- Action item: In the entries below, find every line with "road" and copy it.
Segment Start: Given records
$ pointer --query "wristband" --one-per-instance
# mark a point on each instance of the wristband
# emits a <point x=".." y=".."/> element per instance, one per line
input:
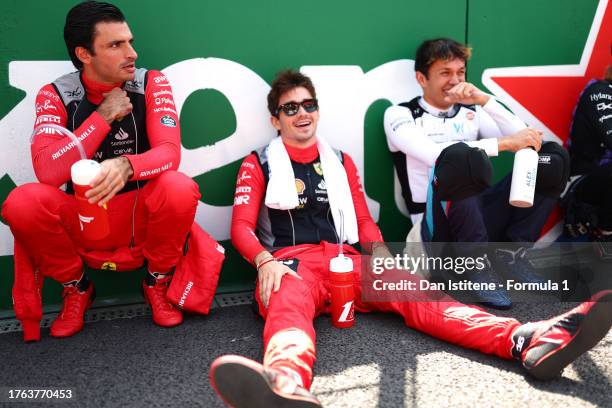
<point x="265" y="261"/>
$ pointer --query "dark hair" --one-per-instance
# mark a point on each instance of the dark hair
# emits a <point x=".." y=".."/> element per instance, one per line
<point x="284" y="82"/>
<point x="80" y="25"/>
<point x="443" y="49"/>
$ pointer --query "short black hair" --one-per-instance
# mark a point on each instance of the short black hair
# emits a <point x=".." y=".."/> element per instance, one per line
<point x="80" y="25"/>
<point x="444" y="49"/>
<point x="285" y="81"/>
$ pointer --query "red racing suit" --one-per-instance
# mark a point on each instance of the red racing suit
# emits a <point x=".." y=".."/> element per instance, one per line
<point x="149" y="219"/>
<point x="289" y="335"/>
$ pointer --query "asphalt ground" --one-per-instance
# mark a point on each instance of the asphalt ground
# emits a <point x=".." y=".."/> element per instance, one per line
<point x="377" y="363"/>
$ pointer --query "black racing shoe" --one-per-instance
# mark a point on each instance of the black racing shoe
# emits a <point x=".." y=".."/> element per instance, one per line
<point x="545" y="348"/>
<point x="242" y="382"/>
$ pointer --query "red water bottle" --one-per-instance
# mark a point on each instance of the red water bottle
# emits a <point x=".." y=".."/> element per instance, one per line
<point x="342" y="291"/>
<point x="93" y="218"/>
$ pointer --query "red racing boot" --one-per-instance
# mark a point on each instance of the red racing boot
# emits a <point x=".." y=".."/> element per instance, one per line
<point x="70" y="319"/>
<point x="154" y="290"/>
<point x="241" y="382"/>
<point x="545" y="348"/>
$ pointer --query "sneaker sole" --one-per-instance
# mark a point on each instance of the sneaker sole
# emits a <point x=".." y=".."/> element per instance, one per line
<point x="242" y="383"/>
<point x="594" y="327"/>
<point x="166" y="325"/>
<point x="63" y="335"/>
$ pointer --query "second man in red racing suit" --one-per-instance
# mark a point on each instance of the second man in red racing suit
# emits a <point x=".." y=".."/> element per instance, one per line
<point x="291" y="250"/>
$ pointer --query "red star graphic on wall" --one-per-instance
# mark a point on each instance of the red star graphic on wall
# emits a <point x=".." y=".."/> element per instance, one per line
<point x="545" y="96"/>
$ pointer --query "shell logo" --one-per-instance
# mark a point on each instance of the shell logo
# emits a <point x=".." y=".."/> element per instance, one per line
<point x="300" y="186"/>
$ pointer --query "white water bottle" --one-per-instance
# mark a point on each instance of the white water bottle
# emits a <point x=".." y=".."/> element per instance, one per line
<point x="524" y="174"/>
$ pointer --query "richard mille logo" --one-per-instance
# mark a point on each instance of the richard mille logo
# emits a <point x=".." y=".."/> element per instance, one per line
<point x="121" y="134"/>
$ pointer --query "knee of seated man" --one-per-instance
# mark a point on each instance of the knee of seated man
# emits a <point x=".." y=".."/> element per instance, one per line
<point x="462" y="171"/>
<point x="553" y="169"/>
<point x="178" y="186"/>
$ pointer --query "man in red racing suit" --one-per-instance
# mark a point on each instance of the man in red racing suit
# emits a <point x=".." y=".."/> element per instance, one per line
<point x="125" y="119"/>
<point x="292" y="257"/>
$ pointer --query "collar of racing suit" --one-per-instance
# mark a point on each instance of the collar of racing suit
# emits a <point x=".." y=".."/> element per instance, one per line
<point x="96" y="90"/>
<point x="437" y="112"/>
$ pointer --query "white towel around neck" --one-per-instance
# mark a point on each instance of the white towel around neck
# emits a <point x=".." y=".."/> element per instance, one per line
<point x="281" y="193"/>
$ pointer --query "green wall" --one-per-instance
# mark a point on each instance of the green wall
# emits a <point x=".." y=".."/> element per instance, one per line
<point x="268" y="36"/>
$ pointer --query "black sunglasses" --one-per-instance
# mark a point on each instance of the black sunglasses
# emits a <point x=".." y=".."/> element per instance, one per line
<point x="291" y="108"/>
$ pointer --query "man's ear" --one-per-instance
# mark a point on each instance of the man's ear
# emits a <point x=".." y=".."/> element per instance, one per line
<point x="421" y="79"/>
<point x="83" y="55"/>
<point x="275" y="122"/>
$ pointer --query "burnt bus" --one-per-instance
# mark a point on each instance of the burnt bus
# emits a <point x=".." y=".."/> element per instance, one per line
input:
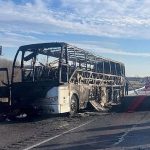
<point x="58" y="78"/>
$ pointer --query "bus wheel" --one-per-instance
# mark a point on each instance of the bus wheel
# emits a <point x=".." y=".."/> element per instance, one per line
<point x="73" y="105"/>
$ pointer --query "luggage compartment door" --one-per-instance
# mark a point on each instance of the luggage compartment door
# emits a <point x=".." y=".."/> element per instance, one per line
<point x="4" y="86"/>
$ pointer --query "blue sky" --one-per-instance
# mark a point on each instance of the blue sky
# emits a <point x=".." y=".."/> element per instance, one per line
<point x="116" y="29"/>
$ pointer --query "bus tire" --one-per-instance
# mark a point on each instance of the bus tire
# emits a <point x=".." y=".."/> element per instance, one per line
<point x="74" y="105"/>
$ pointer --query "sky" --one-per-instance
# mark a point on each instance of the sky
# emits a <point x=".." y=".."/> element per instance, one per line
<point x="115" y="29"/>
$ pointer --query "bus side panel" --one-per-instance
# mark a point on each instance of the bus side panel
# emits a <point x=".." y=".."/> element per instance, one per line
<point x="59" y="99"/>
<point x="82" y="91"/>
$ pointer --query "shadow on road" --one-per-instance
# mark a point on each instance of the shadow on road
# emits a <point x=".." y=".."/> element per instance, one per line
<point x="132" y="104"/>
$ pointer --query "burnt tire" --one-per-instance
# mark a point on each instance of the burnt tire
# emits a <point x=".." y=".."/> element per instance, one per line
<point x="74" y="105"/>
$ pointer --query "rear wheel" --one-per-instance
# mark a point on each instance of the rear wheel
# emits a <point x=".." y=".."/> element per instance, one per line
<point x="74" y="105"/>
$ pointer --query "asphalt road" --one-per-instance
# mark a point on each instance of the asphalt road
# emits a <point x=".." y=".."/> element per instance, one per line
<point x="127" y="127"/>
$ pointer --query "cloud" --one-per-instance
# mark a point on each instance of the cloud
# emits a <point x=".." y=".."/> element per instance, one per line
<point x="126" y="19"/>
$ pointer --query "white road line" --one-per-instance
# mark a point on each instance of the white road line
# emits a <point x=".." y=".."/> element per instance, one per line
<point x="54" y="137"/>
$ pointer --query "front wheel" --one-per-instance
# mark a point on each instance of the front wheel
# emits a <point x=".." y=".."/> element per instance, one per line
<point x="73" y="105"/>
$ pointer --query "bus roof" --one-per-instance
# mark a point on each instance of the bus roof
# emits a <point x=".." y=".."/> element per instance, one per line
<point x="54" y="49"/>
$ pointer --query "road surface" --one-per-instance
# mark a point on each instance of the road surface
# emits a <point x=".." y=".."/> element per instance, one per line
<point x="126" y="128"/>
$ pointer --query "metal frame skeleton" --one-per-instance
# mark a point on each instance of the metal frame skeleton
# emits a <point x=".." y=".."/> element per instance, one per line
<point x="79" y="78"/>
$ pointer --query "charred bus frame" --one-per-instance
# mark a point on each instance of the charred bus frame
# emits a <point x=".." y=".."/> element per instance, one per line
<point x="67" y="84"/>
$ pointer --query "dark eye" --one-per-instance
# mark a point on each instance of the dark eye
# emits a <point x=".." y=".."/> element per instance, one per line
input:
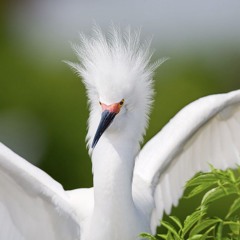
<point x="122" y="102"/>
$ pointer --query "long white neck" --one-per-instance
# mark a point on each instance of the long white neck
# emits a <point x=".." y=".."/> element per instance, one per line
<point x="113" y="162"/>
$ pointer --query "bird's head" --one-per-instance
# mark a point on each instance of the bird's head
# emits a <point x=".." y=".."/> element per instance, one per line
<point x="117" y="73"/>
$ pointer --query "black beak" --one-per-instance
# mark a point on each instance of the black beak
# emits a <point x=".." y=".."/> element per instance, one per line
<point x="106" y="120"/>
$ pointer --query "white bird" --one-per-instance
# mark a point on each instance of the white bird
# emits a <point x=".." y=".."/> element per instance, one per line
<point x="132" y="187"/>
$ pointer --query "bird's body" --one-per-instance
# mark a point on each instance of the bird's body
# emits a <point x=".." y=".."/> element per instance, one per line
<point x="132" y="187"/>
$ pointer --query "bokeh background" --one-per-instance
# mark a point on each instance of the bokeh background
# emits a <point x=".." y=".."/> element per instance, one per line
<point x="43" y="107"/>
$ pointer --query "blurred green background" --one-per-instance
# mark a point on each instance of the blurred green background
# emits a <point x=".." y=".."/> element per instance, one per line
<point x="43" y="106"/>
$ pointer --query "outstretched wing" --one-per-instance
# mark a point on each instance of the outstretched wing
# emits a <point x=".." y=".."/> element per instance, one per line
<point x="205" y="132"/>
<point x="32" y="204"/>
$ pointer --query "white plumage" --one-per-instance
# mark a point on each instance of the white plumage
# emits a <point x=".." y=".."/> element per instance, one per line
<point x="132" y="187"/>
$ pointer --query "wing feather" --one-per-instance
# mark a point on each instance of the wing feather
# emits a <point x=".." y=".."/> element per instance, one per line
<point x="32" y="204"/>
<point x="205" y="132"/>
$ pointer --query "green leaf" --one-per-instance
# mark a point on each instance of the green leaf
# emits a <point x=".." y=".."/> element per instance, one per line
<point x="191" y="220"/>
<point x="234" y="207"/>
<point x="177" y="221"/>
<point x="196" y="237"/>
<point x="148" y="236"/>
<point x="217" y="193"/>
<point x="163" y="236"/>
<point x="203" y="225"/>
<point x="170" y="228"/>
<point x="198" y="189"/>
<point x="235" y="227"/>
<point x="219" y="231"/>
<point x="202" y="178"/>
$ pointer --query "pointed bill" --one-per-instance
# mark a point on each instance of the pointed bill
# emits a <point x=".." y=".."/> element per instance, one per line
<point x="106" y="120"/>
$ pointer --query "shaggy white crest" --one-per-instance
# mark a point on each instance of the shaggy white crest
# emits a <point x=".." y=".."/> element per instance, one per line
<point x="131" y="188"/>
<point x="116" y="66"/>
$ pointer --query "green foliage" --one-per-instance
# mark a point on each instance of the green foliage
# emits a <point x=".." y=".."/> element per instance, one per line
<point x="215" y="185"/>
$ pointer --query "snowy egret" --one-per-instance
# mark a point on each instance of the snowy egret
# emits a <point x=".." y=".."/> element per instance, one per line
<point x="132" y="187"/>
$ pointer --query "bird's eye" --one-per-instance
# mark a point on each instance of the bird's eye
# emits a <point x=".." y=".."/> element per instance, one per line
<point x="122" y="102"/>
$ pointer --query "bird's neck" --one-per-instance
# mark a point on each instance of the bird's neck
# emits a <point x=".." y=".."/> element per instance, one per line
<point x="113" y="162"/>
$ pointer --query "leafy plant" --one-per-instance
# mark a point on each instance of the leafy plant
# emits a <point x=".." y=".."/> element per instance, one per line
<point x="216" y="185"/>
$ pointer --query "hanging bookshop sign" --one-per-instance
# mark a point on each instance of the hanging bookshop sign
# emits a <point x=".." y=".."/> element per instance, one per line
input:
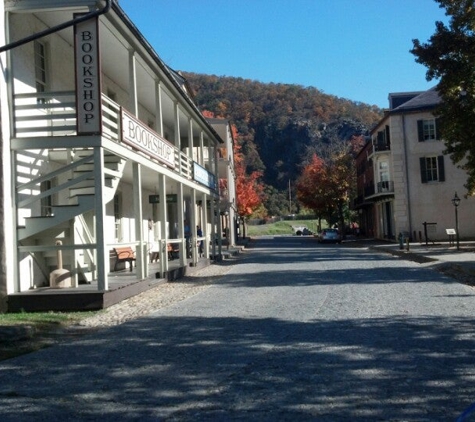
<point x="142" y="138"/>
<point x="88" y="71"/>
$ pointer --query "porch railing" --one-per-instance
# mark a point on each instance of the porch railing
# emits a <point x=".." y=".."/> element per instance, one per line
<point x="42" y="114"/>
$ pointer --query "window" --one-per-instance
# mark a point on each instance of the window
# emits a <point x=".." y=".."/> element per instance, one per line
<point x="382" y="142"/>
<point x="432" y="169"/>
<point x="40" y="68"/>
<point x="427" y="130"/>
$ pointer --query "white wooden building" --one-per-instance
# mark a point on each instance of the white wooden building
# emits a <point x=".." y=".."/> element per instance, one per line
<point x="102" y="147"/>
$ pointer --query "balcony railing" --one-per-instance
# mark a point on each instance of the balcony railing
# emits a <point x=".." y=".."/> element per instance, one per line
<point x="385" y="187"/>
<point x="54" y="114"/>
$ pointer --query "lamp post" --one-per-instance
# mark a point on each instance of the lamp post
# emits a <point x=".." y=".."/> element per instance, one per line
<point x="456" y="203"/>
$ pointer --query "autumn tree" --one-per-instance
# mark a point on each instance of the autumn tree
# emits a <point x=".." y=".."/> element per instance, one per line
<point x="325" y="185"/>
<point x="449" y="56"/>
<point x="249" y="189"/>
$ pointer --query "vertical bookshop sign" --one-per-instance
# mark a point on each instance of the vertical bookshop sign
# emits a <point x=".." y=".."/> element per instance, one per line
<point x="88" y="72"/>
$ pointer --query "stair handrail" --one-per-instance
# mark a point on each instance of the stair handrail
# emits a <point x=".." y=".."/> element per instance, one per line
<point x="54" y="173"/>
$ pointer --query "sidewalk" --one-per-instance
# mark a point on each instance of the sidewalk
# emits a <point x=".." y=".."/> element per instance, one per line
<point x="442" y="256"/>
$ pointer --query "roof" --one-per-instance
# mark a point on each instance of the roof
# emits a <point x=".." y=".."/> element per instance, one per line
<point x="426" y="100"/>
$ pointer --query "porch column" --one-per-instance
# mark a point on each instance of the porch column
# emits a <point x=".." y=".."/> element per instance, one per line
<point x="162" y="216"/>
<point x="158" y="108"/>
<point x="202" y="150"/>
<point x="204" y="223"/>
<point x="190" y="139"/>
<point x="214" y="235"/>
<point x="133" y="104"/>
<point x="181" y="226"/>
<point x="141" y="261"/>
<point x="214" y="167"/>
<point x="177" y="139"/>
<point x="194" y="255"/>
<point x="102" y="254"/>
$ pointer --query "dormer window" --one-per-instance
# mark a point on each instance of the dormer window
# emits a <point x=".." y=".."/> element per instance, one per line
<point x="427" y="130"/>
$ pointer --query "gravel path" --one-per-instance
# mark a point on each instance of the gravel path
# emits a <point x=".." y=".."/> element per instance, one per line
<point x="159" y="297"/>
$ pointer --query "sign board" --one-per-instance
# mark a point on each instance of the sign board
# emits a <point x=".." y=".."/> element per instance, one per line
<point x="141" y="137"/>
<point x="88" y="77"/>
<point x="155" y="199"/>
<point x="203" y="176"/>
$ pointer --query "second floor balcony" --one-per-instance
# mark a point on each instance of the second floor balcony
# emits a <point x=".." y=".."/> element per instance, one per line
<point x="53" y="114"/>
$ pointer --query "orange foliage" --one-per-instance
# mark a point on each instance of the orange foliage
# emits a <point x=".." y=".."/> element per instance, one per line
<point x="249" y="189"/>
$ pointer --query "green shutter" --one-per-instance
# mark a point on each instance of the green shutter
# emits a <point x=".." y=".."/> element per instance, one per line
<point x="420" y="130"/>
<point x="437" y="123"/>
<point x="441" y="169"/>
<point x="422" y="162"/>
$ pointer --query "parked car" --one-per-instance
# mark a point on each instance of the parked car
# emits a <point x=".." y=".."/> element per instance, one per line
<point x="329" y="236"/>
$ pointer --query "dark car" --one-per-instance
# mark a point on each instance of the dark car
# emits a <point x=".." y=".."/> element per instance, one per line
<point x="329" y="236"/>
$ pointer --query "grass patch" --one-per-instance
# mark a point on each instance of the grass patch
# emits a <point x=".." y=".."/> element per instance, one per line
<point x="25" y="332"/>
<point x="280" y="227"/>
<point x="43" y="318"/>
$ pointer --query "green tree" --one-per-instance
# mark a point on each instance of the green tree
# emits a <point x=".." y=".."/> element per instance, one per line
<point x="449" y="56"/>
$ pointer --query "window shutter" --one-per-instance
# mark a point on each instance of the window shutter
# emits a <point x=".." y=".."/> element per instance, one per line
<point x="437" y="122"/>
<point x="420" y="130"/>
<point x="422" y="162"/>
<point x="440" y="165"/>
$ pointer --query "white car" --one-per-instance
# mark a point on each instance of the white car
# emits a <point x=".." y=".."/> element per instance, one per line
<point x="329" y="236"/>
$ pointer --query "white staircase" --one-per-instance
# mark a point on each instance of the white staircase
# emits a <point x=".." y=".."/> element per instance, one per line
<point x="72" y="186"/>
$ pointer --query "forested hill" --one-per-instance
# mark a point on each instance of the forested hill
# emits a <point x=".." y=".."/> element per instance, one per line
<point x="281" y="125"/>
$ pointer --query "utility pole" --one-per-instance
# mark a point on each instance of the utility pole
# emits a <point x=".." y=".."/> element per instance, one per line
<point x="290" y="200"/>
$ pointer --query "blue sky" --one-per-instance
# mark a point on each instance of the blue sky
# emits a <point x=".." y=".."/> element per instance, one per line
<point x="355" y="49"/>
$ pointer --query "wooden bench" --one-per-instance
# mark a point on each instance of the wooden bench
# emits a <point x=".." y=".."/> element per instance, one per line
<point x="172" y="251"/>
<point x="125" y="254"/>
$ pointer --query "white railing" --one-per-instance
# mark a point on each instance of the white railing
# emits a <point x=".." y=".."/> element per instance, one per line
<point x="54" y="114"/>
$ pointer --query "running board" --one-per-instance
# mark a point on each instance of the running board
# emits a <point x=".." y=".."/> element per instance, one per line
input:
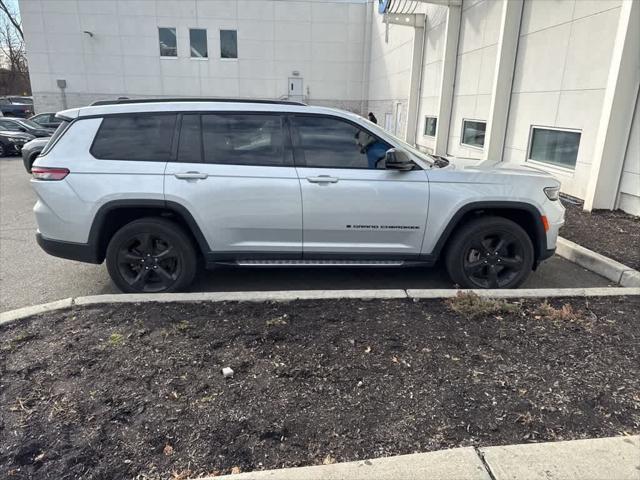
<point x="320" y="263"/>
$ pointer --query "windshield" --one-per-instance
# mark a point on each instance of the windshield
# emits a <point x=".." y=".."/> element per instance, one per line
<point x="425" y="157"/>
<point x="29" y="123"/>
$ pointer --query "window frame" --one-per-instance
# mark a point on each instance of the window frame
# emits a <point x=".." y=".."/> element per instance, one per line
<point x="206" y="39"/>
<point x="424" y="130"/>
<point x="467" y="145"/>
<point x="287" y="152"/>
<point x="228" y="29"/>
<point x="172" y="148"/>
<point x="561" y="168"/>
<point x="298" y="152"/>
<point x="160" y="49"/>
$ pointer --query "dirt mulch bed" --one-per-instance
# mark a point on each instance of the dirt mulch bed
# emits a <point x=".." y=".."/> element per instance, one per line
<point x="136" y="391"/>
<point x="614" y="234"/>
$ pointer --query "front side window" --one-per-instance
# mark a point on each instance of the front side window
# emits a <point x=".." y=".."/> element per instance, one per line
<point x="198" y="42"/>
<point x="228" y="44"/>
<point x="168" y="42"/>
<point x="473" y="133"/>
<point x="238" y="139"/>
<point x="557" y="147"/>
<point x="325" y="142"/>
<point x="430" y="124"/>
<point x="143" y="137"/>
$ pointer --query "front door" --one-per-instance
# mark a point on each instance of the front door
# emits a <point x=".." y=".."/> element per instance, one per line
<point x="234" y="173"/>
<point x="353" y="208"/>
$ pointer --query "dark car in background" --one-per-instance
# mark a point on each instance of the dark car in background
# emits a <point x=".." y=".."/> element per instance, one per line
<point x="47" y="120"/>
<point x="31" y="150"/>
<point x="11" y="142"/>
<point x="26" y="126"/>
<point x="21" y="107"/>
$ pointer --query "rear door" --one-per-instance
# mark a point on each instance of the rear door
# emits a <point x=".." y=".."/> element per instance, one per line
<point x="234" y="172"/>
<point x="353" y="207"/>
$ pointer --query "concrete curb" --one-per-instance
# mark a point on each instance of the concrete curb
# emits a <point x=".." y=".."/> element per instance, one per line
<point x="286" y="296"/>
<point x="608" y="268"/>
<point x="590" y="459"/>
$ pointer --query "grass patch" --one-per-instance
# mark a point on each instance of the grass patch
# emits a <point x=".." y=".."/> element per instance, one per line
<point x="470" y="305"/>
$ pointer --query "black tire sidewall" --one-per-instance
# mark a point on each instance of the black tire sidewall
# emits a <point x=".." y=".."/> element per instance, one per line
<point x="480" y="226"/>
<point x="162" y="228"/>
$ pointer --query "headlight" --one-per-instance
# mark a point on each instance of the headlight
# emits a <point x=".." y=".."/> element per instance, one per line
<point x="552" y="193"/>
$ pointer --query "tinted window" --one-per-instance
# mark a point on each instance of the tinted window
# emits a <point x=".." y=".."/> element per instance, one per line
<point x="244" y="139"/>
<point x="190" y="144"/>
<point x="473" y="133"/>
<point x="557" y="147"/>
<point x="332" y="143"/>
<point x="135" y="137"/>
<point x="228" y="44"/>
<point x="168" y="42"/>
<point x="198" y="41"/>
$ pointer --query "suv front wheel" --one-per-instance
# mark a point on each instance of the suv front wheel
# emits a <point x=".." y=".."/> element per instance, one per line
<point x="490" y="252"/>
<point x="151" y="255"/>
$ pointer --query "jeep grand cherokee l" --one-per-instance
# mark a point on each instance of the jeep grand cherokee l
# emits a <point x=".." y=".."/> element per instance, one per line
<point x="157" y="188"/>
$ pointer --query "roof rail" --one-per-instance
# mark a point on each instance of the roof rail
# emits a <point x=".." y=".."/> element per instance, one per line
<point x="120" y="101"/>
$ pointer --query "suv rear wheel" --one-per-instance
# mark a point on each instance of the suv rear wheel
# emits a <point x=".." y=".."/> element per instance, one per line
<point x="490" y="252"/>
<point x="151" y="255"/>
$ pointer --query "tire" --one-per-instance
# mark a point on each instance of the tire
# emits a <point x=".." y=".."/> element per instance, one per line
<point x="151" y="255"/>
<point x="490" y="252"/>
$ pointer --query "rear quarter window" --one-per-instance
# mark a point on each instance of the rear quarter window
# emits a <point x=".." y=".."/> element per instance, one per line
<point x="141" y="137"/>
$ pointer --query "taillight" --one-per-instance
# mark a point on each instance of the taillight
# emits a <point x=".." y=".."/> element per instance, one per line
<point x="47" y="173"/>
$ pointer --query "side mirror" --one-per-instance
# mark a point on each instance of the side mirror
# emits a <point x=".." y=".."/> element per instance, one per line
<point x="398" y="160"/>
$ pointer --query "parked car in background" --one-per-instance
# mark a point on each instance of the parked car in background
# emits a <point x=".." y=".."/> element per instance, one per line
<point x="31" y="150"/>
<point x="47" y="120"/>
<point x="25" y="125"/>
<point x="11" y="142"/>
<point x="13" y="107"/>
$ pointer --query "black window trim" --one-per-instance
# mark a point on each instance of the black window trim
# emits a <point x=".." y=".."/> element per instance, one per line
<point x="287" y="152"/>
<point x="298" y="155"/>
<point x="561" y="168"/>
<point x="137" y="114"/>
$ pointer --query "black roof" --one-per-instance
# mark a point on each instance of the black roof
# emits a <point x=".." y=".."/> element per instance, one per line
<point x="120" y="101"/>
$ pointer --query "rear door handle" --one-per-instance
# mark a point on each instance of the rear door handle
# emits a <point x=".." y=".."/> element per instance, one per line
<point x="191" y="176"/>
<point x="322" y="179"/>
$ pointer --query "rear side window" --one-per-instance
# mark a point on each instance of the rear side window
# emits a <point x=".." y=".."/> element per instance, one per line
<point x="54" y="138"/>
<point x="234" y="139"/>
<point x="135" y="137"/>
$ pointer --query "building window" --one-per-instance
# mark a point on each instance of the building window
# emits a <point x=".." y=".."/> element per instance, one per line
<point x="228" y="44"/>
<point x="430" y="124"/>
<point x="554" y="146"/>
<point x="473" y="133"/>
<point x="198" y="42"/>
<point x="168" y="42"/>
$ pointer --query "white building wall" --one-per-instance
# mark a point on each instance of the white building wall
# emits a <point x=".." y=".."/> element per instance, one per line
<point x="477" y="47"/>
<point x="563" y="62"/>
<point x="629" y="191"/>
<point x="323" y="40"/>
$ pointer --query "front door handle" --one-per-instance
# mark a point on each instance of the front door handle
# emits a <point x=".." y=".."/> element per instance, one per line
<point x="191" y="176"/>
<point x="322" y="179"/>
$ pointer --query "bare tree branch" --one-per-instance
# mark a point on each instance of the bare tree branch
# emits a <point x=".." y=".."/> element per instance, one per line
<point x="12" y="18"/>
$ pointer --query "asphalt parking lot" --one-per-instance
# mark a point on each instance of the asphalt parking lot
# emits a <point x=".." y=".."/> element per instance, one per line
<point x="29" y="276"/>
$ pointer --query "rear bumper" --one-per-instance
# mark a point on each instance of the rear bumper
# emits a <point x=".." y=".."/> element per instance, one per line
<point x="81" y="252"/>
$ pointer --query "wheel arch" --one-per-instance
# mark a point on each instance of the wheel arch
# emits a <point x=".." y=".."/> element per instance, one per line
<point x="524" y="214"/>
<point x="113" y="215"/>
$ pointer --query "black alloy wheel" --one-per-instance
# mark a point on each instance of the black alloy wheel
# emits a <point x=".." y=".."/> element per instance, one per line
<point x="151" y="255"/>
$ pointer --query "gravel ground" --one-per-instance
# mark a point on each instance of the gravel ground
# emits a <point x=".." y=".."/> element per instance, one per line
<point x="615" y="234"/>
<point x="136" y="391"/>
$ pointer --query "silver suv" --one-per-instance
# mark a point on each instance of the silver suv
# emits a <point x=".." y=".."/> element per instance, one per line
Segment End: Given records
- Exercise answer:
$ pointer --query "shadow on road" --one-per-instance
# mark a point on each instance of the shadow on road
$ pointer --query "asphalt road" --one-per-instance
# mark a point on each instance of the asphalt road
$ pointer --query "white road line" --one-per-instance
# mark a point on each instance of the white road line
$ pointer --query "road surface" --one-per-instance
# mark a point on each instance of the road surface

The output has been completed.